### Your goal
In the text on medical exams below, which exam does the writer call "apparently hell"?

After years training to be a doctor and even working as a home carer, nakedness isn't a big deal. It's basically just part of your job and so the doctor will, in most cases, not care one jot and focus on making sure you don't feel overly uncomfortable! Nakedness as a part of your job does NOT turn you on! For some reason, that helps me at least.
This is your endo. When compared to many of the health professions this is someone that, for the most part, tends to be way less judgemental. It's someone you don't have to explain anything to and would therefore make the procedure less of a tedious task. With other health care professionals you'd be the dude getting a pap smear and it just adds to the awkwardness.
When I was a home carer there were precious few guys in the job and so male clients just had to deal with women having to help them shower or wash. They would feel really uncomfortable about the idea of a woman looking at their downstairs junk and washing them, but they knew they had no choice and after a few sessions they'd realise that we didn't make a big deal of it so they could almost ignore it being uncomfortable. I mean it's difficult enough for anyone to need that kind of help but to not have a choice in gender, that's got to suck a little for sure. Some women were uncomfortable with me because they thought I was a guy but they get over that fast.
For me, I HATE being top or bottom half naked. It's something I don't like. At the same time I know that in order to get top surgery, or even particular exams, or surgeries I've been through, I can't wear anything on my top half and that's horrible but it's for the greater good so I man up. For pap smears - I man up! The fact that you seem to have never had one is a concern in itself, maybe they've seen that from your notes?
The end of the day, if you don't get check ups, you could die. You might be willing to take that risk but the general idea out there is that T may put you at increased rate of downstairs issues. So it's a definite possibility that if you refuse the exam they could stop your scripts. Personally, if you were my patient and you refused this exam and by default a hysto itself (you NEED to have that part examined for a hysto) I'd stop giving you scripts because that's my ass on the line. I can't speak for your endo but it could very well be a possibility. So right now, I'd be looking at ways to overcome your fear and deal with it. EVERYONE has to go through uncomfortable exams they don't want to. Mammography is apparently hell. Pap smears and prostate exams - no one wants them. Yes, we have the added dysphoria about it which makes it worse, but at the end of the day, it's a necessary evil and should be done.

### Records shown
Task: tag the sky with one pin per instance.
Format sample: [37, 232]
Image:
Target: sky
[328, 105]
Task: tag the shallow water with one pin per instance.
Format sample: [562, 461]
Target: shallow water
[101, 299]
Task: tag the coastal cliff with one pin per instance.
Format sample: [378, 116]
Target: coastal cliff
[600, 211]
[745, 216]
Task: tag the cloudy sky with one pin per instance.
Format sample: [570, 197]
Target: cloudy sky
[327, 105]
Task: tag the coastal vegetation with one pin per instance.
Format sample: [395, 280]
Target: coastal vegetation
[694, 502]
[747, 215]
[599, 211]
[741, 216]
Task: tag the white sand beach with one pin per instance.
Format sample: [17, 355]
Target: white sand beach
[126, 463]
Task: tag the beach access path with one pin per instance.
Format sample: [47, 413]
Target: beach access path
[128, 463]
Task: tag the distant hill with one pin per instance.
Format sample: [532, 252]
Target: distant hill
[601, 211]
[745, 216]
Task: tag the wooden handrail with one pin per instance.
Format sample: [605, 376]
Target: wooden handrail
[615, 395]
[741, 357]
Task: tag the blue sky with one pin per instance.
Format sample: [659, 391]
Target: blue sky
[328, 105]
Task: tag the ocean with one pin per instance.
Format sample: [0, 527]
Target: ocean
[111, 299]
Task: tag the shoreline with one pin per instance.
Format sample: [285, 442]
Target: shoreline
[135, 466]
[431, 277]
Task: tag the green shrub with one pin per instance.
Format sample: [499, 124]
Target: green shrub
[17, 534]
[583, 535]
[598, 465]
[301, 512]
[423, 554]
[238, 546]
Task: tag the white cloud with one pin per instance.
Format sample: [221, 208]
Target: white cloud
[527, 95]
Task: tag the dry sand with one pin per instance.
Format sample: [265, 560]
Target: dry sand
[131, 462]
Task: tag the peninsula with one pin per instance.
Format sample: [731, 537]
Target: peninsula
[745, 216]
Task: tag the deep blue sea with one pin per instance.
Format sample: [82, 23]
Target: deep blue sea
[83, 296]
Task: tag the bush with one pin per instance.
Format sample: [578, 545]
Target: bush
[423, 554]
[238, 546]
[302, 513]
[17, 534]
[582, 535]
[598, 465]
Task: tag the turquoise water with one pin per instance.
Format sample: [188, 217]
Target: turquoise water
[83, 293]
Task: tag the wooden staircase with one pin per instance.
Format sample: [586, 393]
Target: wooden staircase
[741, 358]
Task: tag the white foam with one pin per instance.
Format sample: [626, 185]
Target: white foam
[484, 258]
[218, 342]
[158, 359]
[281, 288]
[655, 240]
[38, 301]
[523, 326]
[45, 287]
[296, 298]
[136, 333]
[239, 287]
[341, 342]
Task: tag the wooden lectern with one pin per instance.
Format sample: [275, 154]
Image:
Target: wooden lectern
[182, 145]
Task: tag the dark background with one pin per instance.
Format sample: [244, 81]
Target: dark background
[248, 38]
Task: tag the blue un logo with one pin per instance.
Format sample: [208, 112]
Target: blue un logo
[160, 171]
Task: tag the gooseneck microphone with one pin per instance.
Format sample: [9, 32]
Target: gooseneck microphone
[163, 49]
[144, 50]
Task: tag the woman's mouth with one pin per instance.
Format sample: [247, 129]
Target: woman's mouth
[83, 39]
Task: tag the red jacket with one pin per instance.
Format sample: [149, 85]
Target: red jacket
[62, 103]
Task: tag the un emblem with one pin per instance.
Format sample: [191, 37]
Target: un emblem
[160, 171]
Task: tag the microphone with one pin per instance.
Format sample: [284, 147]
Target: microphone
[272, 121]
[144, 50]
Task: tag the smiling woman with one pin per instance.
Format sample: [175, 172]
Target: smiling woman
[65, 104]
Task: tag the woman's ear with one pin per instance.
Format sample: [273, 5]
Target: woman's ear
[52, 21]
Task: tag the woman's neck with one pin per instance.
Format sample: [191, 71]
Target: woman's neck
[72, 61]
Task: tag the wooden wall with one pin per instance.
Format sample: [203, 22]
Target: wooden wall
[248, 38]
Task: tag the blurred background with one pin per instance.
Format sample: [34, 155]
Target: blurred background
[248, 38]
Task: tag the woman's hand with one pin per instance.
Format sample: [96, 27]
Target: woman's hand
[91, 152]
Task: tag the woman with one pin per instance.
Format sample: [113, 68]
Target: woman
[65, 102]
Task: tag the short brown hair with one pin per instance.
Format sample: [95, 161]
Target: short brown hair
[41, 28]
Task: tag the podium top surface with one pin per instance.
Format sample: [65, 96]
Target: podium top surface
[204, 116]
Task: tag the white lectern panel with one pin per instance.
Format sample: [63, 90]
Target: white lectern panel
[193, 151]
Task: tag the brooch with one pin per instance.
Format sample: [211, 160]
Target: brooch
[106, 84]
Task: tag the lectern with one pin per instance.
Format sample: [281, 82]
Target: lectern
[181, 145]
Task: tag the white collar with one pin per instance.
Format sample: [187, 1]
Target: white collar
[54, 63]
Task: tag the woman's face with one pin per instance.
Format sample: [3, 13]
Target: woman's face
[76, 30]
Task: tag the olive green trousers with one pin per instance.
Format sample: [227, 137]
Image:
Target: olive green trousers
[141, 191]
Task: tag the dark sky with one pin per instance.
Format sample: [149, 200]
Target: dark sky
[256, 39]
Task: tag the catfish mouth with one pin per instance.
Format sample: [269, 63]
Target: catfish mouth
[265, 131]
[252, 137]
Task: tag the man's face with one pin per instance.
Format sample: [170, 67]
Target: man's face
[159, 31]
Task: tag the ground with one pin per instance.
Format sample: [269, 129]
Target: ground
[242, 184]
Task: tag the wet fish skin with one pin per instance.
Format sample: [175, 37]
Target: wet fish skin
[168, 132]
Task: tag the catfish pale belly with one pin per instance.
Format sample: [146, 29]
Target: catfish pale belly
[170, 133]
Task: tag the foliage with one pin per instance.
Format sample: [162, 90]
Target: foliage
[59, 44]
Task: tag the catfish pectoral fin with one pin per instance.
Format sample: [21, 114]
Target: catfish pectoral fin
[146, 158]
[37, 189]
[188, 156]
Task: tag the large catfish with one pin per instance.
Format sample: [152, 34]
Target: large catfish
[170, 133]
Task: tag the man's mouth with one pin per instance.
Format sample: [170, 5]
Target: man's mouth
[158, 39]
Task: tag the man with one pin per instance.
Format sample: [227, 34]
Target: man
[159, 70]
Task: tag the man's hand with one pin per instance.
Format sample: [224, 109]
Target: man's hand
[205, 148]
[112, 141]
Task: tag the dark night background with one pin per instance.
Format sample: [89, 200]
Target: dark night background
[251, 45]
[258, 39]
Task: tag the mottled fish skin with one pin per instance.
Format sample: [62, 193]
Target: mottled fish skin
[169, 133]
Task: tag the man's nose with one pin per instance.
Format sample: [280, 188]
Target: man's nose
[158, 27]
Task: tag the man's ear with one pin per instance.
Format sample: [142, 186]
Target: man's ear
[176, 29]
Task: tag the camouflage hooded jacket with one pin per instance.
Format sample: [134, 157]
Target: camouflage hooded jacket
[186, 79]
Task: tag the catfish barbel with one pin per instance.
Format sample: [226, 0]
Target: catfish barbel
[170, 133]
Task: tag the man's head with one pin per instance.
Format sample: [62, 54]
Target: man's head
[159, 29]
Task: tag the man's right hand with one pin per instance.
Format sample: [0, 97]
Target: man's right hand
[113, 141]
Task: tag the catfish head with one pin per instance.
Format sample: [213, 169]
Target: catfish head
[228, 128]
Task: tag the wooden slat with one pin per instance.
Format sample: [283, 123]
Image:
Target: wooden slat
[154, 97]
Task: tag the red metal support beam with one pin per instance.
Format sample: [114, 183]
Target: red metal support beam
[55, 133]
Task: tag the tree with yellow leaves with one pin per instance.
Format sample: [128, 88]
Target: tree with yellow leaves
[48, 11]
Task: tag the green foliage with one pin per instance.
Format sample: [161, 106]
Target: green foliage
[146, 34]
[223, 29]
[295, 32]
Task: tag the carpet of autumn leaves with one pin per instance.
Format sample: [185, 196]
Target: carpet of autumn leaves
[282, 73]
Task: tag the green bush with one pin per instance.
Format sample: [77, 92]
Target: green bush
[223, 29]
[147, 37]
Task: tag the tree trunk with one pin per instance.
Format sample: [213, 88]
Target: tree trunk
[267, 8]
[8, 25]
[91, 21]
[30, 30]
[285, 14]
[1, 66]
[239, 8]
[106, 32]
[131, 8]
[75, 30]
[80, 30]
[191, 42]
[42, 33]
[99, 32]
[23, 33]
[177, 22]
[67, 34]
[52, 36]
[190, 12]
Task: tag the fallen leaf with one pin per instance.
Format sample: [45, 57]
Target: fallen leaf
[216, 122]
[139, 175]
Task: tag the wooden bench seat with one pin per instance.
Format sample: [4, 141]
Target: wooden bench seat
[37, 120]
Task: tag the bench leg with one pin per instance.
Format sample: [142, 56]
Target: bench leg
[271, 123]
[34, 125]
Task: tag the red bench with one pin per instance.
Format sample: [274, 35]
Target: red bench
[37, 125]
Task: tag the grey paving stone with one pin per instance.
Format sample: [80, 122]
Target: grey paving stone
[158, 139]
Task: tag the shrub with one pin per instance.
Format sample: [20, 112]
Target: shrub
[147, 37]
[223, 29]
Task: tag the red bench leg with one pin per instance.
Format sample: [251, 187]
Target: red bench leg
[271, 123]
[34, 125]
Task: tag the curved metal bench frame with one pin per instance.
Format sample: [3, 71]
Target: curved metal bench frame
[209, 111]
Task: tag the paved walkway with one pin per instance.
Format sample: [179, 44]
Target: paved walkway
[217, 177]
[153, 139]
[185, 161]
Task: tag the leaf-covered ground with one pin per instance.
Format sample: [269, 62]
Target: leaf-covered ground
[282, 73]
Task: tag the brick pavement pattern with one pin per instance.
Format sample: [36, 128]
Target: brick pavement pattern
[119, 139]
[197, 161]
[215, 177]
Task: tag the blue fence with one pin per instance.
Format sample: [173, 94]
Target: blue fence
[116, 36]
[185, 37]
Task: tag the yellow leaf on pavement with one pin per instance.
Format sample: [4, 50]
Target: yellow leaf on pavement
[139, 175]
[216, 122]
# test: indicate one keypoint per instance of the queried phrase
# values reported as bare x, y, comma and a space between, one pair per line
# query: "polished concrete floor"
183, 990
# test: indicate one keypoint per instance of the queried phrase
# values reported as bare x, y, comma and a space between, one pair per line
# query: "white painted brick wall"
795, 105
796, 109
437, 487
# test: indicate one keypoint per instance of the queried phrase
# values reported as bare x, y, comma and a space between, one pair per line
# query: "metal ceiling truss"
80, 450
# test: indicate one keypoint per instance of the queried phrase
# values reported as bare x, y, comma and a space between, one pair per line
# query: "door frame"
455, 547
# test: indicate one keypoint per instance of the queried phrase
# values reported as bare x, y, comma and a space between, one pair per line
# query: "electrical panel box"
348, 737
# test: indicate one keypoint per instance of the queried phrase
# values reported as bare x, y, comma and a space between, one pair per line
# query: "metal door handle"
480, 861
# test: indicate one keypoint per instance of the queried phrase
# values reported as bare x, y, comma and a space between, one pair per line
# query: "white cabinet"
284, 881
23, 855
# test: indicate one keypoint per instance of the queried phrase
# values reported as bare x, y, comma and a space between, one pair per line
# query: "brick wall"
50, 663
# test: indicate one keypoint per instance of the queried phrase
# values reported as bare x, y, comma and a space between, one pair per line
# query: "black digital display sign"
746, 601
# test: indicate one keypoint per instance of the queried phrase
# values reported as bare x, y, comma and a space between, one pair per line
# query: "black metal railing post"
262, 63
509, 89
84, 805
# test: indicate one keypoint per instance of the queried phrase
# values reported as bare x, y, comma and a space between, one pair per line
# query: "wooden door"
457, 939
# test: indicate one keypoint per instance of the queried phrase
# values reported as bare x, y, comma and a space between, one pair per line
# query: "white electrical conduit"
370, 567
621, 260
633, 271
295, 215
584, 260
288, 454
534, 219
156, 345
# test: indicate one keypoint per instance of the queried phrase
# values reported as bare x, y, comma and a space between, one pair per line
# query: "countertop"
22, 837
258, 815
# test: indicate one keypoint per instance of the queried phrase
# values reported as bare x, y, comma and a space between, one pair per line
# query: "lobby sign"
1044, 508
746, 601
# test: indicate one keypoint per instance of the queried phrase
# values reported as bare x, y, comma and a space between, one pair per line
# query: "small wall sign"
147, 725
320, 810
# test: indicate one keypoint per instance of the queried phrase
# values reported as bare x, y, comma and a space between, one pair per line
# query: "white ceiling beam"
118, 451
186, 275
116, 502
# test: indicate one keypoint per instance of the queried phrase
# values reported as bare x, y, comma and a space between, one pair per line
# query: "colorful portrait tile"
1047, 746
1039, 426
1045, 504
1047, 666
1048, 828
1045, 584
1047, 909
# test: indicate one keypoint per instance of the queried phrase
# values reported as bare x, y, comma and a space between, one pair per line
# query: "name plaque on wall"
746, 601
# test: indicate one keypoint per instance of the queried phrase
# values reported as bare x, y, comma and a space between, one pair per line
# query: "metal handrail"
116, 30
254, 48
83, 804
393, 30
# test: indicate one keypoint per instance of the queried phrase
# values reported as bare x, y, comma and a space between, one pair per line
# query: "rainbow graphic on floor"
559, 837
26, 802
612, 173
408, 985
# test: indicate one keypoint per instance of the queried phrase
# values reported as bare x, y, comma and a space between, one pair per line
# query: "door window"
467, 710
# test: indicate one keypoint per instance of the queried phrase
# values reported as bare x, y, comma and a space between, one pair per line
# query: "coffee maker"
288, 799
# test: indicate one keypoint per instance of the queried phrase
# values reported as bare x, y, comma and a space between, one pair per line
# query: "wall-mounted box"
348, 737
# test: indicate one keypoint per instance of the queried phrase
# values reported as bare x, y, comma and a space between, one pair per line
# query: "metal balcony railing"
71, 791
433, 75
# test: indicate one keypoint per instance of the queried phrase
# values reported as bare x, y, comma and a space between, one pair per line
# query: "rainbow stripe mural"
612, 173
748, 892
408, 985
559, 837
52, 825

### The answer
Mammography.